_WHAT YOU SHOULD DO_
Please rewrite the stretch of the records from the line that contains "[point] white refrigerator" through the end of the records, replacing every "refrigerator" with "fridge" and keeping all else unchanged.

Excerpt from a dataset
╭──
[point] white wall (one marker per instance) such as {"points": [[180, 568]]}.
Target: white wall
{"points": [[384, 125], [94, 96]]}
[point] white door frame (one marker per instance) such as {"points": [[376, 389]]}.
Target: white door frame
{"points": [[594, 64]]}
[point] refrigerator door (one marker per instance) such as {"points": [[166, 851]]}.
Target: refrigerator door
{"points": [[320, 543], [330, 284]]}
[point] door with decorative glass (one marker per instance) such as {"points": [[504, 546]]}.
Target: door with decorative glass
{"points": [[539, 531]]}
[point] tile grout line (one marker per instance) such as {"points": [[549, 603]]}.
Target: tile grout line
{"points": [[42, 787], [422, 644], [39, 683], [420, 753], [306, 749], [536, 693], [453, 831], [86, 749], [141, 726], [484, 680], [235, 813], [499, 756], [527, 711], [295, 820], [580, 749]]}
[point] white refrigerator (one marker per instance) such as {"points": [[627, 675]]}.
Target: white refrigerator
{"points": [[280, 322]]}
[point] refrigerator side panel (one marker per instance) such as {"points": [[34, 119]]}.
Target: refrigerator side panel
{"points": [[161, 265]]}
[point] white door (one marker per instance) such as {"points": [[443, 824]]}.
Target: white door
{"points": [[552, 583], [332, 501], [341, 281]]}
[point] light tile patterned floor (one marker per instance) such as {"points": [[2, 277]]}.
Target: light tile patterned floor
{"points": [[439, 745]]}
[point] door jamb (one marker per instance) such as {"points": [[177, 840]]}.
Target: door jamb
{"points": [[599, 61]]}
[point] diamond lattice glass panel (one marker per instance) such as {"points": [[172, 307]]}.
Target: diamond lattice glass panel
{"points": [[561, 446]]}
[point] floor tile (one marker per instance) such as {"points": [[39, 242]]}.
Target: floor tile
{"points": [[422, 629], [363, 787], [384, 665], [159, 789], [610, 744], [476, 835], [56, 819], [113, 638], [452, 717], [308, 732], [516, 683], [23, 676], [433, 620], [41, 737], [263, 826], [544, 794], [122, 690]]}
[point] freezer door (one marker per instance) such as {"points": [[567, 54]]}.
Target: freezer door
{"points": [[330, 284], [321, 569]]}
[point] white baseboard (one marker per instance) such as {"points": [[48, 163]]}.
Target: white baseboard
╰──
_OUTPUT FOR THIS TASK_
[point] white fridge (one marker per instance) such as {"points": [[627, 675]]}.
Target: white fridge
{"points": [[280, 322]]}
[point] fridge side panel (one marker per instance) such as {"points": [[34, 119]]}.
Target: fridge side panel
{"points": [[161, 265]]}
[point] white door (one marker per instance) such as {"points": [[443, 824]]}.
Target: white door
{"points": [[552, 583], [332, 501], [341, 281]]}
[point] light tile patterned floor (one marker per instance) such as {"points": [[2, 277]]}.
Target: light tile patterned floor
{"points": [[439, 745]]}
[point] door jamb (one marker per instance) such as {"points": [[177, 840]]}.
Target: door jamb
{"points": [[599, 61]]}
[point] diamond lattice glass panel (one marker per instance) such as {"points": [[172, 307]]}.
Target: diamond lattice glass panel
{"points": [[561, 446]]}
[point] floor tile (one marker per instance) such as {"points": [[39, 242]]}.
Target: floor tile
{"points": [[422, 629], [363, 787], [384, 665], [159, 789], [610, 744], [476, 835], [56, 819], [113, 638], [452, 717], [308, 732], [516, 683], [23, 676], [433, 620], [41, 737], [263, 826], [544, 794], [122, 690]]}
[point] freezer door (one marker per instance) such as {"points": [[567, 54]]}.
Target: freezer door
{"points": [[330, 284], [321, 569]]}
[point] white baseboard (one marker per instance) such as {"points": [[48, 163]]}.
Target: white baseboard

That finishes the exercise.